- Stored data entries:
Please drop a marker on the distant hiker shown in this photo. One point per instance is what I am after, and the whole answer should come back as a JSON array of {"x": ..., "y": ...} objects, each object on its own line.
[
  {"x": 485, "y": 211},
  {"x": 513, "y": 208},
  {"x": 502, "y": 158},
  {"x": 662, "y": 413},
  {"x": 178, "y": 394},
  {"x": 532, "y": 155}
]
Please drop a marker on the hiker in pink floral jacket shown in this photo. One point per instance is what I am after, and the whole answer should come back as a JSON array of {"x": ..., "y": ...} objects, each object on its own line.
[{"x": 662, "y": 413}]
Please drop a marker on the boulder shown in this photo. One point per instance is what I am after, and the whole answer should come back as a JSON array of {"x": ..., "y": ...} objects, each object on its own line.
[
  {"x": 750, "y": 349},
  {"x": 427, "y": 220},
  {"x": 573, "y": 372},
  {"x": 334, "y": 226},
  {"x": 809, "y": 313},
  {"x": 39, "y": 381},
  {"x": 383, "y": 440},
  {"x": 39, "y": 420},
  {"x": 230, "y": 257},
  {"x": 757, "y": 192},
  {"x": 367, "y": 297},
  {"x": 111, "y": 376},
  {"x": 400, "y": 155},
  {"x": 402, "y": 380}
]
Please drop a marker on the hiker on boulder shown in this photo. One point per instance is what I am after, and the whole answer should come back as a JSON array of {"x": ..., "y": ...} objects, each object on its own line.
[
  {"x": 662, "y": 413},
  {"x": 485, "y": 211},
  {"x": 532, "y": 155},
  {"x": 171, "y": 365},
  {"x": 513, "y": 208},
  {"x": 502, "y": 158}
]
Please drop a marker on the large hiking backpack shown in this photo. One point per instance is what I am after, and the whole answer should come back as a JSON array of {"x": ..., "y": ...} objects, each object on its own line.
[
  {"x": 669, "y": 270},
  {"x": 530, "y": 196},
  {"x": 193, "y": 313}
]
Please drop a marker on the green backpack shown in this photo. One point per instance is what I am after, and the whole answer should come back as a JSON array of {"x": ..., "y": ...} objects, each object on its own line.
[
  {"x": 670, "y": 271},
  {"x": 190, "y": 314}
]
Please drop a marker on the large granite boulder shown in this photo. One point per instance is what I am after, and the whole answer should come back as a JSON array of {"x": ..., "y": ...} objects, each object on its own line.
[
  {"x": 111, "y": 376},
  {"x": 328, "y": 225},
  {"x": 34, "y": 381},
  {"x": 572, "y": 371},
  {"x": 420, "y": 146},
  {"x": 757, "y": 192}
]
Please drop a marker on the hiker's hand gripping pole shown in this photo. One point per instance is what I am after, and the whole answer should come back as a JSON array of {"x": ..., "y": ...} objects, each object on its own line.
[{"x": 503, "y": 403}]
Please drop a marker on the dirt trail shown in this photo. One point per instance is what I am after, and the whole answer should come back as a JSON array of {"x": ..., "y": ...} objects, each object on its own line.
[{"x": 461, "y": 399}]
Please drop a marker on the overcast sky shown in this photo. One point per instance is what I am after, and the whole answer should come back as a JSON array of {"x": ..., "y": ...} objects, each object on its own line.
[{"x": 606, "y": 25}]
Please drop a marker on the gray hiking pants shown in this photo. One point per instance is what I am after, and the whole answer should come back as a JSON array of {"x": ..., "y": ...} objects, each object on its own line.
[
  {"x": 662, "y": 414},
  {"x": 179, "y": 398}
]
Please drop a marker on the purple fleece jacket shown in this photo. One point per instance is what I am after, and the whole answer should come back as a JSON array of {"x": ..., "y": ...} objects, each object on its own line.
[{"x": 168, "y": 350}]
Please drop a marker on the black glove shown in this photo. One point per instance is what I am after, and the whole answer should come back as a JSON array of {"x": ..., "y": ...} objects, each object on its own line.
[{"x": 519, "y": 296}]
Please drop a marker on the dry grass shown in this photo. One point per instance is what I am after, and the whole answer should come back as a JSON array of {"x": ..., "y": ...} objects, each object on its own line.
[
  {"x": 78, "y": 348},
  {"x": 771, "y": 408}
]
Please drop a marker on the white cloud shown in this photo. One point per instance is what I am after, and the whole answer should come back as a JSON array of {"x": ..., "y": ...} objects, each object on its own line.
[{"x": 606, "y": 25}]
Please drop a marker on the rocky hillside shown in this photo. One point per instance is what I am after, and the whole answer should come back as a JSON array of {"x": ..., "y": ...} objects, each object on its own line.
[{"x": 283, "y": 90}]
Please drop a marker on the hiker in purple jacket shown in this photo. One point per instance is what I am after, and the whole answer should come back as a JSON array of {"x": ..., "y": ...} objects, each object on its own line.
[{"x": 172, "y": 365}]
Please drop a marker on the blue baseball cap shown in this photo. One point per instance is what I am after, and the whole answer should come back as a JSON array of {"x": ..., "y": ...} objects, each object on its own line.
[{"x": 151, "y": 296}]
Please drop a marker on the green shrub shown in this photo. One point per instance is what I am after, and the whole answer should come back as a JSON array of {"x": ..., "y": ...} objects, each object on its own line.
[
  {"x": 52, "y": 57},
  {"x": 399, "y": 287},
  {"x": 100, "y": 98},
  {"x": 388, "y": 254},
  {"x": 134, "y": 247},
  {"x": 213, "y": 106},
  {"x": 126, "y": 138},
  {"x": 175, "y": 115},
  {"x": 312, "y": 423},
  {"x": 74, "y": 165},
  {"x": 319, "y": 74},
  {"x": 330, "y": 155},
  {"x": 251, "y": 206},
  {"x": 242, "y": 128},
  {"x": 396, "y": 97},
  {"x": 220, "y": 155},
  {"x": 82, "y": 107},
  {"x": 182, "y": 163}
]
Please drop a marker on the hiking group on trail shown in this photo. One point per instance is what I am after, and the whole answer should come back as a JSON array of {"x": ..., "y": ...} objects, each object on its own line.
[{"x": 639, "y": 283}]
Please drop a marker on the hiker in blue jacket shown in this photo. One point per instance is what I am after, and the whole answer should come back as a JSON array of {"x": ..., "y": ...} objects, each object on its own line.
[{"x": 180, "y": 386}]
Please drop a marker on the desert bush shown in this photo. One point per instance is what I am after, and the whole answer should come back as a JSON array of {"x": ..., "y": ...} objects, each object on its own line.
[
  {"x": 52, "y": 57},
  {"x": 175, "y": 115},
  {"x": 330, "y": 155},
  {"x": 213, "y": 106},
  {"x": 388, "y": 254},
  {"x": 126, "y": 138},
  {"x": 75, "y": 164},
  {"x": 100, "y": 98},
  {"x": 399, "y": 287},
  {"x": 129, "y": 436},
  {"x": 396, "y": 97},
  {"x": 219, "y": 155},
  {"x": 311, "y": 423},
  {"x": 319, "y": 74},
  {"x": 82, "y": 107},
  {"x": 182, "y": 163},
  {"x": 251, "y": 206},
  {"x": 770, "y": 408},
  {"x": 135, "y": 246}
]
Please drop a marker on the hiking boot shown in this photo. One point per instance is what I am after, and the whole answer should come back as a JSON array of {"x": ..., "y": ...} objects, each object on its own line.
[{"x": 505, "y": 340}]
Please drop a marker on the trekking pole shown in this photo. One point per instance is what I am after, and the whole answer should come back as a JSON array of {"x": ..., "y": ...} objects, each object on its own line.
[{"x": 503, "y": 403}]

- What is required:
Your task is to reproduce each entry exactly.

- Exercise solution:
Please drop a marker on the distant hiker shown in this photo. One point per instance is what I am after, and the whole answer should come back as a JSON array of {"x": ..., "y": ...} objects, each object on its own line.
[
  {"x": 485, "y": 211},
  {"x": 513, "y": 208},
  {"x": 502, "y": 158},
  {"x": 662, "y": 413},
  {"x": 178, "y": 394},
  {"x": 532, "y": 155}
]
Please drop a marker on the hiker in pink floral jacket shown in this photo. One point per instance is what I am after, and the whole answer should come back as a JSON array of {"x": ..., "y": ...} objects, each object on its own line.
[{"x": 662, "y": 413}]
Please drop a marker on the boulder shown in this photo. One point per instance is what I am after, and the whole answer should come back as a JSON array of {"x": ..., "y": ...} objects, each object on its own line.
[
  {"x": 750, "y": 349},
  {"x": 427, "y": 220},
  {"x": 573, "y": 372},
  {"x": 334, "y": 226},
  {"x": 809, "y": 313},
  {"x": 39, "y": 381},
  {"x": 383, "y": 440},
  {"x": 39, "y": 420},
  {"x": 230, "y": 257},
  {"x": 757, "y": 192},
  {"x": 367, "y": 297},
  {"x": 111, "y": 376},
  {"x": 400, "y": 155},
  {"x": 402, "y": 380}
]
Please drop a marker on the hiker on boulder shown in this photo. One point per instance is what I am after, and the whole answer should come back as a JSON array of {"x": ..., "y": ...} objects, each object on its own line.
[
  {"x": 662, "y": 413},
  {"x": 485, "y": 211},
  {"x": 532, "y": 155},
  {"x": 171, "y": 365},
  {"x": 513, "y": 208},
  {"x": 502, "y": 158}
]
Please drop a marker on the large hiking backpack shown in this photo. One point per instance is what I am after, and the whole answer should come back as a JSON array of {"x": ..., "y": ...} objects, each object on its own line.
[
  {"x": 669, "y": 270},
  {"x": 530, "y": 196},
  {"x": 193, "y": 313}
]
Please drop a marker on the green backpack shown in this photo. One point per instance is what I am after, and the whole answer should come back as a JSON array of {"x": ..., "y": ...} objects, each object on its own line.
[
  {"x": 670, "y": 271},
  {"x": 190, "y": 314}
]
Please drop a marker on the large granite boulder shown in this photo. One point per instance is what I am after, and the whole answer should come back as a JSON array of {"x": ..., "y": ...} objects, each object on its own line.
[
  {"x": 111, "y": 376},
  {"x": 328, "y": 225},
  {"x": 34, "y": 381},
  {"x": 572, "y": 371},
  {"x": 420, "y": 146},
  {"x": 757, "y": 192}
]
Please drop a marker on the hiker's hand gripping pole shown in this photo. One point per instance is what I am after, and the whole answer should come back as a JSON array of {"x": ..., "y": ...} objects, each object on its own line.
[{"x": 503, "y": 403}]
Please drop a marker on the dirt trail shown in this photo. One point per instance is what I am after, and the whole answer should come back as a JSON array of {"x": ..., "y": ...} objects, each object on its own line.
[{"x": 461, "y": 399}]
Please drop a marker on the overcast sky shown in this photo. One point per instance is what I am after, and the whole answer should come back as a JSON array of {"x": ..., "y": ...} objects, each object on its own line.
[{"x": 606, "y": 25}]
Please drop a marker on the gray hiking pants shown in this photo. One point per instance is what I am after, and the whole answer should come back as a JSON array of {"x": ..., "y": ...} objects, each object on its own line.
[
  {"x": 662, "y": 414},
  {"x": 179, "y": 398}
]
Please drop a marker on the purple fleece jacket shown in this photo. One point per instance is what I am after, and the whole answer should come back as a JSON array of {"x": ..., "y": ...} objects, each object on its own line.
[{"x": 168, "y": 350}]
Please drop a marker on the black glove shown in this photo. One point per instance is what I am after, and the whole answer should come back as a JSON array of {"x": ..., "y": ...} objects, each object on its own line.
[{"x": 519, "y": 296}]
Please drop a marker on the dry grass shown in this photo. One point per instance is what I am after, and the whole answer should come back as a JSON array of {"x": ..., "y": ...} objects, each object on its own line.
[
  {"x": 78, "y": 348},
  {"x": 771, "y": 408}
]
Please drop a marker on the white cloud shown in this photo. One point per instance is what I am after, and the whole answer should come back as a JSON array of {"x": ..., "y": ...} objects, each object on its own line.
[{"x": 606, "y": 25}]
Please drop a marker on the rocky hillside shown in this photo. One point per instance is what I am after, and the whole answer should come back as a JSON array of {"x": ..., "y": ...} objects, each object on its own line.
[{"x": 283, "y": 90}]
Please drop a marker on the hiker in purple jacket shown in this photo. One point per instance is what I am after, and the whole answer should come back as a JSON array of {"x": ..., "y": ...} objects, each object on its own line.
[{"x": 172, "y": 365}]
Please drop a marker on the blue baseball cap shown in this photo. One point per instance is what I am after, and the whole answer should come back as a JSON array of {"x": ..., "y": ...} objects, each object on its own line.
[{"x": 151, "y": 296}]
Please drop a marker on the green shrub shown in this photo. One point per instance is what I am after, and the whole answer should come back as a JSON array of {"x": ..., "y": ...} objects, each object on its own line.
[
  {"x": 52, "y": 57},
  {"x": 399, "y": 287},
  {"x": 100, "y": 98},
  {"x": 388, "y": 254},
  {"x": 134, "y": 247},
  {"x": 213, "y": 106},
  {"x": 126, "y": 138},
  {"x": 175, "y": 115},
  {"x": 312, "y": 423},
  {"x": 74, "y": 165},
  {"x": 319, "y": 74},
  {"x": 330, "y": 155},
  {"x": 251, "y": 206},
  {"x": 242, "y": 128},
  {"x": 396, "y": 97},
  {"x": 220, "y": 155},
  {"x": 82, "y": 107},
  {"x": 182, "y": 163}
]
Please drop a marker on the hiking group on trail shown in this photo. One point per instance is what I am after, and the whole answer should come back as a JSON array of {"x": ..., "y": ...} objects, each object on its own line.
[{"x": 639, "y": 283}]
Please drop a marker on the hiker in blue jacket shown in this photo. One point per instance is what I am after, and the whole answer should come back as a JSON array of {"x": ..., "y": ...} objects, each object on its own line.
[{"x": 180, "y": 386}]
Please drop a marker on the desert bush shown in this photo. One point per instance is what I am after, and the whole answer should come back as a JSON array of {"x": ..., "y": ...} objects, each object on its own line.
[
  {"x": 52, "y": 57},
  {"x": 175, "y": 115},
  {"x": 330, "y": 155},
  {"x": 213, "y": 106},
  {"x": 388, "y": 254},
  {"x": 126, "y": 138},
  {"x": 75, "y": 164},
  {"x": 100, "y": 98},
  {"x": 399, "y": 287},
  {"x": 129, "y": 436},
  {"x": 396, "y": 97},
  {"x": 219, "y": 155},
  {"x": 311, "y": 423},
  {"x": 319, "y": 74},
  {"x": 82, "y": 107},
  {"x": 182, "y": 163},
  {"x": 251, "y": 206},
  {"x": 770, "y": 408},
  {"x": 135, "y": 246}
]
Please drop a marker on the hiking boot shown in this photo. One point per instance is what I am after, and the whole answer should come back as a JSON array of {"x": ..., "y": ...} objects, each object on its own line.
[{"x": 505, "y": 340}]
Please drop a marker on the trekking pole shown in this photo. One point per instance is what I am after, and the whole answer should come back as a JSON array of {"x": ..., "y": ...} objects, each object on its own line.
[{"x": 503, "y": 403}]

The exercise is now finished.